* Your goal *
From the article on Vince Cable's economic warning:
1. In which country was the Association of Independent Tour Operators overseas conference held?
2. Which two countries did Cable point to as examples?
3. What did Cable call the 2008 financial crisis the economic equivalent of?

* Study text *
Brexit and the election of Donald Trump in the US may not be the last of the “black swans” to affect the UK economy, former secretary of state for business, innovation and skills Vince Cable warned tour operators and travel agents.

Speaking at the annual Association of Independent Tour Operators overseas conference in Jordan, Cable said there was no doubt Britain was now heading for a slowdown, with “a few years of great uncertainty and slower growth” to come.

“The popular political movements this year may not be the end of it,” he said.

He pointed to the examples of Austria and Italy, adding: “Austria might get an extreme far right president. Italy’s current prime minister might lose the referendum which would create months of uncertainty. If there is another ‘black swan’ event this year it will be Italy; its banks are in a horrid state and could well go down.”

Cable said the current economic uncertainty dated back to the 2008 financial crisis, which he described as the economic equivalent of a heart attack.

“Eight years ago there was a ‘black duckling’; we are now living with the consequences of that crisis. You cannot understand what Brexit or Trump was about without looking at the tail end of the financial crisis,” he said.

He said workers in the UK were now poorer than they were in 2008. “A lot of workers have incomes that are less than 2008. The ‘patient’ was kept alive by using very low interest rates.

Excerpts from a dataset:
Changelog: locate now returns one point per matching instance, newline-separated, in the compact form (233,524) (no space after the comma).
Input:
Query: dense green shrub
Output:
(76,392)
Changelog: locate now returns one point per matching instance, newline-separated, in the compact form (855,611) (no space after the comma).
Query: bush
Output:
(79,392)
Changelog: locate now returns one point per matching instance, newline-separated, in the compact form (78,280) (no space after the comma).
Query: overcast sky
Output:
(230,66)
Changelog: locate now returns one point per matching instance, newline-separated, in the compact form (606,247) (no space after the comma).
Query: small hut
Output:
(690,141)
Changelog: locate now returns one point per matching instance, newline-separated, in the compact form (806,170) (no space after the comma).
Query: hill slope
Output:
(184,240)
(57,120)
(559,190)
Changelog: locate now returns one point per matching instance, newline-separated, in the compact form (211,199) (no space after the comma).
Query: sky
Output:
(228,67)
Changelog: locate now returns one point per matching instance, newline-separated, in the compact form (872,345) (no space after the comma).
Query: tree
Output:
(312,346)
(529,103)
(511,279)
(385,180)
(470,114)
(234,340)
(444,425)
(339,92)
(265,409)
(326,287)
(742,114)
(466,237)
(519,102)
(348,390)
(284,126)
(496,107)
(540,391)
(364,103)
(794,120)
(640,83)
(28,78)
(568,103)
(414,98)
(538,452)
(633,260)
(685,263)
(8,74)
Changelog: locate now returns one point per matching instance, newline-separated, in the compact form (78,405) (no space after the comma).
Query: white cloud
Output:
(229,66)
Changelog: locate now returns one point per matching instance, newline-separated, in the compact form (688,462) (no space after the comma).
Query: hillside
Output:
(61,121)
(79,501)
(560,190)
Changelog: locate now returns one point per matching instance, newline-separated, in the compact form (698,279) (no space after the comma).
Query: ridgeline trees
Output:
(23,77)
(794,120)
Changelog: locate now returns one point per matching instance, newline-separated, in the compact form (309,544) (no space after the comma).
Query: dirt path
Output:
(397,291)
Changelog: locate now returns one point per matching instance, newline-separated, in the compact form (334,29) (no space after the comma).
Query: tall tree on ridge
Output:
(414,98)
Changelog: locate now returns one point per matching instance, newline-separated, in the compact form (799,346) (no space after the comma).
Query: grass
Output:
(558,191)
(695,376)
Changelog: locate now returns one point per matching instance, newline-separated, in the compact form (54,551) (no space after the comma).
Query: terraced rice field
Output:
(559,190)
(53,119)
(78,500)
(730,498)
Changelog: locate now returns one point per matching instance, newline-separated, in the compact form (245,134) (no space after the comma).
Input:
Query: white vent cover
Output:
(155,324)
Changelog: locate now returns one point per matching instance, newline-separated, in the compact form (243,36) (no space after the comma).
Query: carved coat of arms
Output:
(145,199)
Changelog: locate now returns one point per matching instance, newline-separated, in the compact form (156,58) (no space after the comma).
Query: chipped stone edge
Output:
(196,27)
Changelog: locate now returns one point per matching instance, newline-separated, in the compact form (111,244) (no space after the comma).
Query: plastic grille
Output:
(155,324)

* Finished exercise *
1. Jordan
2. Austria and Italy
3. A heart attack